### Data entries
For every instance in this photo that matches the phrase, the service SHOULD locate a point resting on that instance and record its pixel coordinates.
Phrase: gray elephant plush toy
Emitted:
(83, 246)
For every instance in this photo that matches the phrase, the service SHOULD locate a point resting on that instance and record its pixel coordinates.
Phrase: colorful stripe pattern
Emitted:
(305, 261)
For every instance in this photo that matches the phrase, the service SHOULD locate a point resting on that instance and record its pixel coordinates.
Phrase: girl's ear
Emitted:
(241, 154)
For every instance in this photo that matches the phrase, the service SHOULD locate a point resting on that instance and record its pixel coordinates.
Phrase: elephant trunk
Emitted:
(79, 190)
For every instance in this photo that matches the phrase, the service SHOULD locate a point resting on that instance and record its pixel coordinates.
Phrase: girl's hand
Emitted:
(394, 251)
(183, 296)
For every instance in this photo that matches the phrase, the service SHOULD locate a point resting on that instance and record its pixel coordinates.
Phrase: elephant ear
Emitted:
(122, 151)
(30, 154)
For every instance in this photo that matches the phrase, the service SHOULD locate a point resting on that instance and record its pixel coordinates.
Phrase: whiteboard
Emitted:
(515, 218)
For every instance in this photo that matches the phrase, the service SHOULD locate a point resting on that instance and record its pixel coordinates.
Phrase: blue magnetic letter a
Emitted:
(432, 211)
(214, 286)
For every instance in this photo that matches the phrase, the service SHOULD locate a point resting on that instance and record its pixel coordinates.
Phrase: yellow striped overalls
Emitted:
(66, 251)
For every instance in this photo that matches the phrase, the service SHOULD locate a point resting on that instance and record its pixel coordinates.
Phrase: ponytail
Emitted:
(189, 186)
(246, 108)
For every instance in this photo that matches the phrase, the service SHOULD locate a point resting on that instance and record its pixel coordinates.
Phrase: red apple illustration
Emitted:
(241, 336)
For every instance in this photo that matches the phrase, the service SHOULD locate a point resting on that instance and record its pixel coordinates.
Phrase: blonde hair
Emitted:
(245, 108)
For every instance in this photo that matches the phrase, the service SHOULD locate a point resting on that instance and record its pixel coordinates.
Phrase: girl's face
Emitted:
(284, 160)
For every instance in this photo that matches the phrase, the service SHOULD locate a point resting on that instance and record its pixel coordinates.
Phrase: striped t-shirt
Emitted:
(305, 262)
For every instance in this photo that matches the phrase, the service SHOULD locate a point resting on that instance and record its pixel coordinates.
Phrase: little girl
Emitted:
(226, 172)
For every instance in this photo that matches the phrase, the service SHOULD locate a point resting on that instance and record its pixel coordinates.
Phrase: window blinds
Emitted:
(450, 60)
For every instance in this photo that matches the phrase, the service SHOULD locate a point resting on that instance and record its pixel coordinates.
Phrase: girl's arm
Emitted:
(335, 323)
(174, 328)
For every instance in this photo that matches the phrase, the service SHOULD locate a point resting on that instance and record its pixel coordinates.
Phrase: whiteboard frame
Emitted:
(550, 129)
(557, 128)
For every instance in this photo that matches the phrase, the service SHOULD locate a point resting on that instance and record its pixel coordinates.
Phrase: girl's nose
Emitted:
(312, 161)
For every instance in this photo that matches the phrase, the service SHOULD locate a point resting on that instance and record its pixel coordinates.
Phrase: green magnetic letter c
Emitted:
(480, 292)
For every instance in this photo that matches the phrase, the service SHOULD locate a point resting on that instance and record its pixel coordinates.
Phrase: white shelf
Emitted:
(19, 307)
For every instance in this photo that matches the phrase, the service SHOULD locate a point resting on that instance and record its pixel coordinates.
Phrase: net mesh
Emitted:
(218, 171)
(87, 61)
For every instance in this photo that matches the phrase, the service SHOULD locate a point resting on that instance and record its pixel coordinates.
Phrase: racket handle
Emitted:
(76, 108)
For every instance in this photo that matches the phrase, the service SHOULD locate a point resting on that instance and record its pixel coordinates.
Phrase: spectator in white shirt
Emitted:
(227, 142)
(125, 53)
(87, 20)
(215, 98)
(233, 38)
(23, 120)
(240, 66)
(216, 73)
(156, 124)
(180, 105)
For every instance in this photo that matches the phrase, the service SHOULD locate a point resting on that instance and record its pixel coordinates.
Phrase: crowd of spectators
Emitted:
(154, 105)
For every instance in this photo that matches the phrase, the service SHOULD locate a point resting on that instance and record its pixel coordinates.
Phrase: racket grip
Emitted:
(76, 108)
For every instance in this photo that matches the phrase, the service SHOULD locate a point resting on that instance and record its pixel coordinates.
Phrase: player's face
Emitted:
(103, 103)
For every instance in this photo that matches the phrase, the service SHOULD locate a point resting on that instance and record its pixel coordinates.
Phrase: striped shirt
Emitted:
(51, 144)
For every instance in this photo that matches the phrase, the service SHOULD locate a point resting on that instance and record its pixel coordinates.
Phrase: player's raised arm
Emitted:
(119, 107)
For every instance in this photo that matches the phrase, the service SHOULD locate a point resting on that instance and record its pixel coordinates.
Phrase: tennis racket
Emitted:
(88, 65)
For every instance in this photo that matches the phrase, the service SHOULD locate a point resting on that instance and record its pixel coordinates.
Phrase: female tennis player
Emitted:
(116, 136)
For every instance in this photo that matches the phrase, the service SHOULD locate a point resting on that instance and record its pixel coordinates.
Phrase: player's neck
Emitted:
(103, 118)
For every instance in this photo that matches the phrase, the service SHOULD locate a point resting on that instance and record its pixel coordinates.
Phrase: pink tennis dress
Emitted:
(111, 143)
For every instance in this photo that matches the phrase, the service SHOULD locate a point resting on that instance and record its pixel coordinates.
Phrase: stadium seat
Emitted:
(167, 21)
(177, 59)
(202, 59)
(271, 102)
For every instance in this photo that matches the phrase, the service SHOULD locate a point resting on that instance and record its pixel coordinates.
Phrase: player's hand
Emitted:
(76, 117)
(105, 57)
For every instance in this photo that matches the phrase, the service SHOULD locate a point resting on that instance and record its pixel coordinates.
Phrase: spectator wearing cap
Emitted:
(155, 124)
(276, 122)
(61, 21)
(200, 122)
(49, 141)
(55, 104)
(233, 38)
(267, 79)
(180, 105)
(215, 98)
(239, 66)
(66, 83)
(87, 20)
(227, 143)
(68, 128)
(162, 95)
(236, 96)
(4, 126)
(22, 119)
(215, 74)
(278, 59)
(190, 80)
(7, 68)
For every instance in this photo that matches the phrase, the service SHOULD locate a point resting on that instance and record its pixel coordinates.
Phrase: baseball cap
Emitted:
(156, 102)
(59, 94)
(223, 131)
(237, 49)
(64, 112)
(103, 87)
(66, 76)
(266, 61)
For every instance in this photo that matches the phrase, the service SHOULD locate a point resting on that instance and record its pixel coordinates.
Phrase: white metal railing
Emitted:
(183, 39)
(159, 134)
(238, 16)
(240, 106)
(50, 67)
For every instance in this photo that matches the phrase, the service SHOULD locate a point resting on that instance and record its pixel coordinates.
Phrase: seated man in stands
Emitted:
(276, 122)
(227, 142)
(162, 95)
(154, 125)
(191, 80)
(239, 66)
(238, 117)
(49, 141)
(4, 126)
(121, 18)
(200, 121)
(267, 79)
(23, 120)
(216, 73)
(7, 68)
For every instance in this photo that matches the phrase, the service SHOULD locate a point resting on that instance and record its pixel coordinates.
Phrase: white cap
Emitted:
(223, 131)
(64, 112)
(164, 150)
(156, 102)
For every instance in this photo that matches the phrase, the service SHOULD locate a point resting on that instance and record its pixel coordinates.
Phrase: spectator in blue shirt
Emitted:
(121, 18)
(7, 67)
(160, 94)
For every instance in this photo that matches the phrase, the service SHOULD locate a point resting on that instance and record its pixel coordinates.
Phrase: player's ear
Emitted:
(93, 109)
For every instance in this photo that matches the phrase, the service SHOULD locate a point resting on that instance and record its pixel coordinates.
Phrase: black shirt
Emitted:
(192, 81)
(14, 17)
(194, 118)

### What this task involves
Tally the lines above that contain the word "magnetic", and reply with the number alone.

### Task solution
2